_Document extract_.
__________
Simple workflow¶
In this simple example, we detail each stage of the MMGP workflow. Consider the following representation of the inference workflow below, that we will refer to in this notebook:
Figure 1: MMGP inference workflow for fields outputs
1. Load configuration¶
The configuration yaml file is loaded, as well as the problem definition from the PLAID format. These setting are then printed to the console.
from mmgp.utils import read_configuration, read_problem, print_setting
configuration = read_configuration(config_file="configuration.yaml")
problem = read_problem(configuration)
print_setting(configuration, problem)
*********************** Configuration **********************
case_name : SimpleTest
init_dataset_location : ../../../examples/SimpleTest/input_data
generated_data_folder : data
zone_name : Zone
base_name : Base_2_2
train_set : train
test_set : test
common_mesh_index : 3
verbose : False
morphing :
algo : Floater
options : None
dimensionality_reduction :
input_coord_fields :
algo : SnapshotPOD
options :
number_of_modes : 2
correlation_type : mass_matrix
output_coord_fields :
algo : SnapshotPOD
options :
number_of_modes : 2
correlation_type : mass_matrix
regression :
reference_regressor : 0
uncertainties : True
number_Monte_Carlo_samples : 10
algo : mmgp.backends.scikit_learn
options :
kernel : Matern
kernel_options :
nu : 2.5
optim : fmin_l_bfgs_b
num_restarts : 2
anisotropic : True
show_warnings : False
******************** Problem definition ********************
split names : ['train', 'test']
input scalar names : ['a']
output scalar names : ['l']
output field names : ['field_1', 'field_2']
TODO: continue the list
init_dataset_locationindicates where the dataset in PLAID format is located, containing the definition of the learning problem, and all the samples, each contain a physics configuration (see Figure 2).generated_data_folderis the location of the folder where the MMGP method will save the produced data. Here, it a the dolferdatain the current working director.
__________
_Input records_.
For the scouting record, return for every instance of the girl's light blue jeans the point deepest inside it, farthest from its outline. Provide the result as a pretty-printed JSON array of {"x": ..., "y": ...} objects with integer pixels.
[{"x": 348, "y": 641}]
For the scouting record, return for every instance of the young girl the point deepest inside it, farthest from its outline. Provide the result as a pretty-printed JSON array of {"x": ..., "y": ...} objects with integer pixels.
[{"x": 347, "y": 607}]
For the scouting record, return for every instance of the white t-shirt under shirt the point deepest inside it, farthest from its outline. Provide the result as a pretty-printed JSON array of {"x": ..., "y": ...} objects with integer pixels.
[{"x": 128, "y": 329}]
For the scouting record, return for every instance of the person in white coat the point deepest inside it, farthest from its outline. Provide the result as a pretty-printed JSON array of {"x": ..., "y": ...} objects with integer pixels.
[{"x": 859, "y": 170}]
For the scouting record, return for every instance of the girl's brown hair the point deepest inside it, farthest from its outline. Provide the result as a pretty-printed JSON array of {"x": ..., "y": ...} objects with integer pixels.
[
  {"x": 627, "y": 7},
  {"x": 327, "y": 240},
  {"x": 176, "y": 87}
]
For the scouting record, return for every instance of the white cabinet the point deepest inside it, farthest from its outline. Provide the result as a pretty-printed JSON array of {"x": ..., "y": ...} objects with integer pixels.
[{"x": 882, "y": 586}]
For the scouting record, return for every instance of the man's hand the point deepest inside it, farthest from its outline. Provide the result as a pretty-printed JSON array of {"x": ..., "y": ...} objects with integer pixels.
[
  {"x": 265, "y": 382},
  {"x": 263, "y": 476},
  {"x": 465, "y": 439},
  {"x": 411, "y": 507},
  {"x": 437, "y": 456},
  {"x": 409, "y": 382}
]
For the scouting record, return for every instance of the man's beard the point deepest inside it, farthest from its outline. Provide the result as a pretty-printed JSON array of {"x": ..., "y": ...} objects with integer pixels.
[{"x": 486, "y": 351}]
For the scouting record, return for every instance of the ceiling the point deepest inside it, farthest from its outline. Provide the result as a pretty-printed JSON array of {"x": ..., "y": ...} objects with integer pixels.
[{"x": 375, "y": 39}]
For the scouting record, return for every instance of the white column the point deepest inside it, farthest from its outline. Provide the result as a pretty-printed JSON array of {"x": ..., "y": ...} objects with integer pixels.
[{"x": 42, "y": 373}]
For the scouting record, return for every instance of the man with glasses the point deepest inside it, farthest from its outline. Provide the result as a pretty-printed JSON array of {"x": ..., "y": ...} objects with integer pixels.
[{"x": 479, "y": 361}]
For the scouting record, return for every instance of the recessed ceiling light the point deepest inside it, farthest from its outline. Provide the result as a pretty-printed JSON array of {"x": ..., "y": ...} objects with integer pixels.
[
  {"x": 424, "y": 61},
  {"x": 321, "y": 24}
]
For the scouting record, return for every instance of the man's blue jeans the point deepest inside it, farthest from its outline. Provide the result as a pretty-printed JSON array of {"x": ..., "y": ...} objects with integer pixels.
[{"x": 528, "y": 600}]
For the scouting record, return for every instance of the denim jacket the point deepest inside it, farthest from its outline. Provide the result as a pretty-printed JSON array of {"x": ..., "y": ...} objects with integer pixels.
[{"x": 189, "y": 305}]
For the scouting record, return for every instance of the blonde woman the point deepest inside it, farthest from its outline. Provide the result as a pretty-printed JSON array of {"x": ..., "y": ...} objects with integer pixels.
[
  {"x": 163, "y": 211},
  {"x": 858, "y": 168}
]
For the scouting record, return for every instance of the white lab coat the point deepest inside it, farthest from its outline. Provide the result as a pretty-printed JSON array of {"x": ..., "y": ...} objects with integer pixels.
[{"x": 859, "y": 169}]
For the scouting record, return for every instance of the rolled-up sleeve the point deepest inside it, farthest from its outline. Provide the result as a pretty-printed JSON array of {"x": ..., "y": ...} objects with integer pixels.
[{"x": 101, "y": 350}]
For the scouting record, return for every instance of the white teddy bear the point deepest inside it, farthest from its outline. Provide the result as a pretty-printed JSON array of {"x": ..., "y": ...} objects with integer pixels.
__________
_What you need to do_.
A: Please translate this sentence from the MMGP workflow page into French: "The configuration yaml file is loaded, as well as the problem definition from the PLAID format."
B: Count the lines of the entries that contain the word "light" and reply with the number alone.
The MMGP workflow page and the entries come from unrelated sources.

_Answer list_.
A: Le fichier de configuration yaml est chargé, ainsi que la définition du problème à partir du format PLAID.

B: 2